### TASK INPUT:
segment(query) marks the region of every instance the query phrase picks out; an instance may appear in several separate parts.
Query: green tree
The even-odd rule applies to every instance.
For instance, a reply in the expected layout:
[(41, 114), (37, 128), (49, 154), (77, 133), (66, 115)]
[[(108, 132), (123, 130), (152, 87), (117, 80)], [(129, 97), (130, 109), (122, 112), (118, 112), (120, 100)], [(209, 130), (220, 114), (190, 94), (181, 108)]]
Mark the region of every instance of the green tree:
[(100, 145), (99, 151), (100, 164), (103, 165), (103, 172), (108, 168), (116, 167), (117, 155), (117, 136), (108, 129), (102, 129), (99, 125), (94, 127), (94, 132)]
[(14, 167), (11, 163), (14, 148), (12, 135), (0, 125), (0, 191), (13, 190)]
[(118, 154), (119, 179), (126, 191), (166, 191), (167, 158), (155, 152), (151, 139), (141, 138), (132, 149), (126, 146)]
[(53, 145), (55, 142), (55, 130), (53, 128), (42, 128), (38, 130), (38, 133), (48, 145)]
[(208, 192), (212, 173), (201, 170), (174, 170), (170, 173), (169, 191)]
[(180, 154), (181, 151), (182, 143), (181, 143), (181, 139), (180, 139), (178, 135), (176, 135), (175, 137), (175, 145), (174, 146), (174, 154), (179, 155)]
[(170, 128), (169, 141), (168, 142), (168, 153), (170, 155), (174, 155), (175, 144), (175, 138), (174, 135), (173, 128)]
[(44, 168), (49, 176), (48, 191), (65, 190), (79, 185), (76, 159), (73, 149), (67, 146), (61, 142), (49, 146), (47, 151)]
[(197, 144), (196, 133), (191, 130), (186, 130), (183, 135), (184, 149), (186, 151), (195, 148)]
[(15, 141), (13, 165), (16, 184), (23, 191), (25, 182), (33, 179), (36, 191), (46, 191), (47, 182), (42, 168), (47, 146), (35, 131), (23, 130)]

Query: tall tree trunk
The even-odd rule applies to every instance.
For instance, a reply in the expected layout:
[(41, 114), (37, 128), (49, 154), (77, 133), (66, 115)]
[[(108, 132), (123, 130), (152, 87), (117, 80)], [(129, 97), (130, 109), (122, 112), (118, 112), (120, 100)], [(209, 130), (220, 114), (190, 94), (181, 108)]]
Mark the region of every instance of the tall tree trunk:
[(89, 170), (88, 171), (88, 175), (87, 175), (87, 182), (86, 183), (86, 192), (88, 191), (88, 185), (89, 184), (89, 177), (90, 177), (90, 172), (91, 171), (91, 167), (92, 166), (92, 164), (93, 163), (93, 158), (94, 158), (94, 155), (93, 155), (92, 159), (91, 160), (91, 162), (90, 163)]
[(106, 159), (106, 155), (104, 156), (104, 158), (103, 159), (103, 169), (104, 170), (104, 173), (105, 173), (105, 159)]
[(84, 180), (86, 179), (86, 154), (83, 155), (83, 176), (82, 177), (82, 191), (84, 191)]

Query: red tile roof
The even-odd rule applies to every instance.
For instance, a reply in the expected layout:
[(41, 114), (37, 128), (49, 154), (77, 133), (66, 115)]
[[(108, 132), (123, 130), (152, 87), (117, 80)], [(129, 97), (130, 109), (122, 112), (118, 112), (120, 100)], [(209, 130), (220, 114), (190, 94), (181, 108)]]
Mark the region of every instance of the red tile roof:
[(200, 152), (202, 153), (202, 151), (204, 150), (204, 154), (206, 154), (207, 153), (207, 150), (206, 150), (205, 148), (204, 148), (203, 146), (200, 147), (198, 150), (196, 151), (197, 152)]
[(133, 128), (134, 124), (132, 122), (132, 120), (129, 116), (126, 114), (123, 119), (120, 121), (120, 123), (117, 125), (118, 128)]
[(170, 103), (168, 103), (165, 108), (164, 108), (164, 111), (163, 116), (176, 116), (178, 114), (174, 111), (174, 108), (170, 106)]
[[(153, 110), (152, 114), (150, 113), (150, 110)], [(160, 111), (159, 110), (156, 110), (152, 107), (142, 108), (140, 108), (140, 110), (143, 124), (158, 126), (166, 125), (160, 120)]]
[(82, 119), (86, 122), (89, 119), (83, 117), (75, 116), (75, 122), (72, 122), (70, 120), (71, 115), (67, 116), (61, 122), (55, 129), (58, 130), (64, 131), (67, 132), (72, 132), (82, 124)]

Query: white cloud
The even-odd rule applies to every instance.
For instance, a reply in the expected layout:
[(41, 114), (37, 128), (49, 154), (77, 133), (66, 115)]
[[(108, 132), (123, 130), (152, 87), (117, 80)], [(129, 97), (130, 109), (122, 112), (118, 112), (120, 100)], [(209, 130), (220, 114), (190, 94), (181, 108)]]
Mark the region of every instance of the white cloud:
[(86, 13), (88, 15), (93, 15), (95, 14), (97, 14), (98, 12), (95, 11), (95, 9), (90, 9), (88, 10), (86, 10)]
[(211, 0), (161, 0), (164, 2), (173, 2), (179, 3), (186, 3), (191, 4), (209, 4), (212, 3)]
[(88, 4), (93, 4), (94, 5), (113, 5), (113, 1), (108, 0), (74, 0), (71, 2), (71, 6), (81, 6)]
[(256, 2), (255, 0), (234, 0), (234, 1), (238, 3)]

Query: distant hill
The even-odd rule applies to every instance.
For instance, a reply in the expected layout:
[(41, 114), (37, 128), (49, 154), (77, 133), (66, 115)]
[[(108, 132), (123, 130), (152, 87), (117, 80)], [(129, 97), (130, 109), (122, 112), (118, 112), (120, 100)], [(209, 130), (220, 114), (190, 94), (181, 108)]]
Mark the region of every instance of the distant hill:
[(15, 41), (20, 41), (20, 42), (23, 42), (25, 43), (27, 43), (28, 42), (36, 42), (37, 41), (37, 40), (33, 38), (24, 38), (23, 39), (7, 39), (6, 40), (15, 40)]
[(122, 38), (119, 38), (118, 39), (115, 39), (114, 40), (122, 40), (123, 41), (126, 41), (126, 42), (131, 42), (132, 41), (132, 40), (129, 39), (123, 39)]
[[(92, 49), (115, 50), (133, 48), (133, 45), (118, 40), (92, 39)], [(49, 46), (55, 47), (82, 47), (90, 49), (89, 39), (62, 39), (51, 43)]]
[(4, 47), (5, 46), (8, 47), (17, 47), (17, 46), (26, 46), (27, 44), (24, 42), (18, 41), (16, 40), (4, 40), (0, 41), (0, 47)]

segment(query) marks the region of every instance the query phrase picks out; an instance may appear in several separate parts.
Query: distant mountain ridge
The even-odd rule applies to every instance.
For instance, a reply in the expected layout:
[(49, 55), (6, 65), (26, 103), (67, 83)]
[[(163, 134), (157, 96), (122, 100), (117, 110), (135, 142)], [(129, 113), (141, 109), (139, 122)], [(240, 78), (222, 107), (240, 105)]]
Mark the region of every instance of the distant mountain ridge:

### WHAT THE TASK ASKS:
Output every line of the data above again, character for character, with nothing added, removed, or reordered.

### WRITTEN ANSWER:
segment(query) marks the region of every instance the query phrase picks out; an instance may appear in several separate parts.
Query: green tree
The even-odd rule applies to every instance.
For instance, a reply in the expected layout:
[(41, 114), (37, 128), (49, 154), (77, 133), (66, 115)]
[[(108, 132), (123, 130), (152, 87), (117, 80)], [(129, 97), (130, 109), (122, 112), (118, 112), (120, 100)], [(209, 130), (220, 114), (190, 94), (181, 108)]]
Mark the region of every instance of the green tree:
[(100, 145), (99, 151), (100, 164), (103, 165), (103, 172), (108, 168), (116, 167), (117, 155), (117, 136), (108, 129), (102, 129), (99, 125), (94, 127), (94, 132)]
[(14, 167), (11, 163), (14, 148), (12, 135), (0, 125), (0, 191), (13, 190)]
[(118, 154), (119, 179), (126, 191), (166, 191), (167, 158), (155, 152), (151, 139), (141, 138), (132, 149), (126, 146)]
[(53, 145), (55, 142), (55, 130), (53, 128), (42, 128), (38, 130), (38, 133), (48, 145)]
[(208, 192), (212, 173), (201, 170), (174, 170), (170, 173), (169, 191)]
[(180, 154), (181, 151), (182, 143), (181, 143), (181, 139), (180, 139), (178, 135), (176, 135), (175, 137), (175, 145), (174, 146), (174, 154), (179, 155)]
[(170, 128), (169, 141), (168, 142), (168, 153), (170, 155), (174, 155), (175, 144), (175, 138), (174, 135), (173, 128)]
[(44, 168), (49, 176), (48, 191), (65, 190), (79, 185), (76, 159), (73, 149), (67, 146), (61, 142), (49, 146), (47, 151)]
[(197, 144), (196, 133), (191, 130), (186, 130), (183, 135), (184, 149), (186, 151), (195, 148)]
[(15, 141), (13, 165), (16, 184), (23, 191), (25, 182), (33, 179), (36, 191), (46, 191), (47, 182), (42, 168), (47, 146), (35, 131), (23, 130)]

Query: tall tree trunk
The even-odd rule applies to every instance.
For instance, a reply in the expected layout:
[(41, 114), (37, 128), (49, 154), (77, 133), (66, 115)]
[[(108, 132), (123, 130), (152, 87), (117, 80)], [(129, 97), (130, 109), (122, 112), (118, 112), (120, 100)], [(209, 130), (220, 114), (190, 94), (181, 108)]]
Mark the region of every instance of the tall tree trunk:
[(89, 170), (88, 171), (88, 175), (87, 175), (87, 182), (86, 183), (86, 192), (88, 191), (88, 185), (89, 184), (89, 177), (90, 177), (90, 172), (91, 171), (91, 167), (92, 166), (92, 164), (93, 163), (93, 158), (94, 158), (94, 155), (93, 155), (92, 159), (91, 160), (91, 162), (90, 163)]
[(106, 159), (106, 155), (104, 156), (104, 158), (103, 159), (103, 169), (104, 170), (104, 173), (105, 173), (105, 159)]
[(84, 180), (86, 179), (86, 154), (83, 155), (83, 176), (82, 177), (82, 191), (84, 191)]

Query: red tile roof
The even-odd rule applies to every instance.
For instance, a reply in the expected layout:
[(41, 114), (37, 128), (49, 154), (77, 133), (66, 115)]
[[(108, 132), (123, 130), (152, 87), (117, 80)], [(129, 97), (130, 109), (122, 112), (118, 112), (120, 100)], [(209, 130), (220, 114), (190, 94), (181, 108)]]
Mark the region of every instance of the red tile roof:
[(200, 152), (202, 153), (202, 151), (204, 150), (204, 154), (206, 154), (207, 153), (207, 150), (206, 150), (205, 148), (204, 148), (203, 146), (200, 147), (198, 150), (196, 151), (197, 152)]
[(133, 128), (134, 124), (132, 122), (132, 120), (129, 116), (126, 114), (123, 119), (120, 121), (120, 123), (117, 125), (118, 128)]
[(170, 103), (168, 103), (165, 108), (164, 108), (164, 111), (163, 116), (176, 116), (178, 114), (174, 111), (174, 108), (170, 106)]
[[(153, 110), (152, 114), (150, 113), (150, 110)], [(160, 111), (159, 110), (156, 110), (152, 107), (142, 108), (140, 108), (140, 110), (143, 124), (158, 126), (166, 125), (160, 120)]]
[(82, 119), (86, 122), (89, 119), (83, 117), (75, 116), (75, 122), (72, 122), (70, 120), (71, 115), (67, 116), (61, 122), (55, 129), (58, 130), (64, 131), (67, 132), (72, 132), (82, 124)]

Query: white cloud
The even-odd rule applies to every instance.
For instance, a reply in the expected layout:
[(41, 114), (37, 128), (49, 154), (77, 133), (66, 115)]
[[(108, 132), (123, 130), (152, 87), (117, 80)], [(129, 97), (130, 109), (122, 112), (118, 112), (120, 100)], [(209, 130), (220, 114), (190, 94), (181, 108)]]
Mark the region of every instance of the white cloud:
[(86, 13), (88, 15), (93, 15), (95, 14), (97, 14), (98, 12), (95, 11), (95, 9), (90, 9), (88, 10), (86, 10)]
[(211, 0), (161, 0), (164, 2), (173, 2), (179, 3), (186, 3), (191, 4), (209, 4), (212, 3)]
[(88, 4), (93, 4), (94, 5), (113, 5), (113, 1), (108, 0), (74, 0), (71, 2), (71, 6), (81, 6)]
[(256, 2), (255, 0), (234, 0), (234, 1), (238, 3)]

Query: distant hill
The even-odd rule applies to every instance.
For instance, a reply in the expected layout:
[(41, 114), (37, 128), (49, 154), (77, 133), (66, 115)]
[[(108, 132), (123, 130), (152, 87), (117, 80)], [(129, 97), (130, 109), (122, 112), (118, 112), (120, 100)], [(209, 130), (220, 114), (190, 94), (181, 108)]]
Mark the region of every instance of the distant hill:
[(15, 41), (20, 41), (20, 42), (23, 42), (25, 43), (27, 43), (28, 42), (36, 42), (37, 41), (37, 40), (33, 38), (24, 38), (23, 39), (7, 39), (6, 40), (15, 40)]
[(122, 38), (119, 38), (118, 39), (115, 39), (114, 40), (122, 40), (123, 41), (126, 41), (126, 42), (131, 42), (132, 41), (132, 40), (129, 39), (123, 39)]
[[(92, 49), (115, 50), (133, 48), (133, 45), (118, 40), (92, 39)], [(49, 46), (55, 47), (82, 47), (90, 49), (89, 39), (62, 39), (51, 43)]]
[(4, 47), (5, 46), (8, 47), (17, 47), (17, 46), (26, 46), (27, 44), (24, 42), (18, 41), (16, 40), (4, 40), (0, 41), (0, 47)]

segment(query) marks the region of every instance the query phrase picks out; an instance may appear in several separate parts.
Query: distant mountain ridge
The even-odd rule applies to every instance.
For instance, a reply in the expected layout:
[(49, 55), (6, 65), (26, 103), (67, 83)]
[[(163, 134), (157, 96), (122, 100), (117, 110), (135, 142)], [(129, 113), (141, 109), (139, 122)], [(240, 78), (222, 107), (240, 105)]]
Mark the region of every instance of the distant mountain ridge:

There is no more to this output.